Written exercise: Edit the rows below so that every "set down one marker" becomes "place a single marker", leaving all other wording unchanged.

Source material:
□ □ □ □ □

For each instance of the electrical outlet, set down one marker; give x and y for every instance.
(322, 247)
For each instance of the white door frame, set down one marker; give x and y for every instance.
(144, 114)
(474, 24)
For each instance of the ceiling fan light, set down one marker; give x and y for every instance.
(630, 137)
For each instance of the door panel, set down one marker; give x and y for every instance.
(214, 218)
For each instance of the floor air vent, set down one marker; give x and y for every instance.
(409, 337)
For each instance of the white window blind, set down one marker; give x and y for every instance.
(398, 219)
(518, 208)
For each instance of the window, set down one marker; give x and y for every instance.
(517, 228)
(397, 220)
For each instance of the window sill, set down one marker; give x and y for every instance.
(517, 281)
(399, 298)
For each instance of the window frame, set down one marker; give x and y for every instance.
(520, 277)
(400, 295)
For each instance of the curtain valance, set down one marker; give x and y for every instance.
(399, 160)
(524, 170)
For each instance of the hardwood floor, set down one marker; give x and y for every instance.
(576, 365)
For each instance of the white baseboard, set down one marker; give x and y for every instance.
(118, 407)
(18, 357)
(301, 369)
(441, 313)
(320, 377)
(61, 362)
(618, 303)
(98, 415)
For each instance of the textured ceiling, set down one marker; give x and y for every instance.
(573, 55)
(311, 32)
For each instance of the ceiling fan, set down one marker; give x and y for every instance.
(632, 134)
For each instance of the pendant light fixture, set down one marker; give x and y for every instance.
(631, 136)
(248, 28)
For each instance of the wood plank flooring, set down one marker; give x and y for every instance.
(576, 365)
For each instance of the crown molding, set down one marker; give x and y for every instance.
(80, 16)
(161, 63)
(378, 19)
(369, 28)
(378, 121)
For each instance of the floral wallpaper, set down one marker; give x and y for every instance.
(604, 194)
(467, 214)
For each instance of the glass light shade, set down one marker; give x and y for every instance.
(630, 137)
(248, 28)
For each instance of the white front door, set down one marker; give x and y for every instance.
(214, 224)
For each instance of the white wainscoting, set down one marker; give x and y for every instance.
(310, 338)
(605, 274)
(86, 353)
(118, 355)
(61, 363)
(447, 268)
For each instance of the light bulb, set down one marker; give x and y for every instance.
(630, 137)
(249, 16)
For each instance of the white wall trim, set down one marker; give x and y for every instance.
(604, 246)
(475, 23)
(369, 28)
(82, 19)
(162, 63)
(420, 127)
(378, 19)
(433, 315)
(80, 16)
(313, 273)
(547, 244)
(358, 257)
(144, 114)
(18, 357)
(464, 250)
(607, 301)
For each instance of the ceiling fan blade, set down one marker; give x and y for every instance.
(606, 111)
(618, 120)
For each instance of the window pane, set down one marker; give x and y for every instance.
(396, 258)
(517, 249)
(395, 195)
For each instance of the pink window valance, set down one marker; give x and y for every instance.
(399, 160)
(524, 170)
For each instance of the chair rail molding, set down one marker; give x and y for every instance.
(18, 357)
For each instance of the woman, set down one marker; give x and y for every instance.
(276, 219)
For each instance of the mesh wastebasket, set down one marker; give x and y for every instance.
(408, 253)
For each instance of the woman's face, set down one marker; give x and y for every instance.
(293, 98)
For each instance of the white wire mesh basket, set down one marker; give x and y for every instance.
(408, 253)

□ □ □ □ □

Solution to the exercise:
For each instance of the electrical outlet, place a single marker; give x and y for every instance.
(322, 247)
For each instance of the white door frame, place a single marker; give x and y for every instance.
(144, 114)
(474, 24)
For each instance of the ceiling fan light, place a single marker; give x and y for every instance.
(630, 137)
For each instance of the door panel, place a single marker; give x and y for every instance.
(214, 218)
For each instance of the floor air vent, place a single marker; give x and y for every instance.
(409, 337)
For each instance of the white window blind, place a single marker; give x and y for every instance.
(398, 219)
(518, 208)
For each instance of the window, place a single marker; give x and y for every instance.
(517, 228)
(397, 220)
For each instance of the window sill, place a single marker; give x and y for every instance.
(517, 281)
(399, 298)
For each instance of the window frame, place a single marker; give x and y for every instance.
(520, 277)
(400, 295)
For each instance of the curtain valance, place a single marker; give x and y for every instance.
(399, 160)
(524, 170)
For each instance of the hardwood floor, place a single marker; give x and y for every instance.
(576, 365)
For each instance of the white baseboard, place a single marker; give x and y for every instance.
(118, 407)
(18, 357)
(301, 369)
(441, 313)
(320, 377)
(61, 362)
(618, 303)
(98, 415)
For each instance of the textured ceiling, place a single marker; give x and y for every instance.
(573, 55)
(311, 32)
For each instance of the ceiling fan, place a single marker; give x and y for every instance.
(632, 134)
For each instance of the pendant light fixture, place a single marker; give x and y for every instance.
(631, 136)
(248, 28)
For each instance of the wood plank flooring, place a single marker; give x and y for every instance.
(576, 365)
For each instance of the crown molding, place a single marker; give x and y for every instance.
(80, 16)
(161, 63)
(378, 19)
(369, 28)
(378, 121)
For each instance of the floral wallpaper, place a single marker; give x and y for every instance.
(604, 194)
(467, 214)
For each instance of the glass light shade, place a single marker; give x and y for every instance.
(630, 137)
(248, 28)
For each instance of the white front door, place a single marker; give x and y for every instance.
(214, 224)
For each instance of the white wainscoting, place a single marker; give x and y for every instance.
(310, 338)
(605, 274)
(86, 353)
(118, 355)
(61, 363)
(447, 268)
For each instance of the light bulb, place a single marker; give x and y for every instance.
(630, 137)
(249, 16)
For each instance of the white wall trim, place a single marker; give x and y for every instance.
(604, 246)
(475, 23)
(369, 28)
(82, 19)
(162, 63)
(420, 127)
(378, 19)
(433, 315)
(80, 16)
(313, 273)
(547, 244)
(358, 257)
(144, 114)
(18, 357)
(464, 250)
(607, 301)
For each instance of the ceiling fan blade, place a single marker; give x and y for every instance.
(606, 111)
(618, 120)
For each instance of the window pane, place a single marker; give x and y for every instance.
(396, 258)
(517, 249)
(395, 195)
For each instance of the pink window valance, place a single marker; give x and y for every instance.
(399, 160)
(524, 170)
For each instance of the chair rail molding, place a single marker; give x and y for every instance.
(18, 357)
For each instance of the woman, place a single marker; give x and y for every instance.
(276, 219)
For each instance of the mesh wastebasket, place a single marker; give x and y for every instance.
(408, 253)
For each instance of the woman's face, place a single marker; give x and y for every instance.
(293, 98)
For each instance of the white wire mesh basket, place a single marker; give x and y for every instance.
(408, 253)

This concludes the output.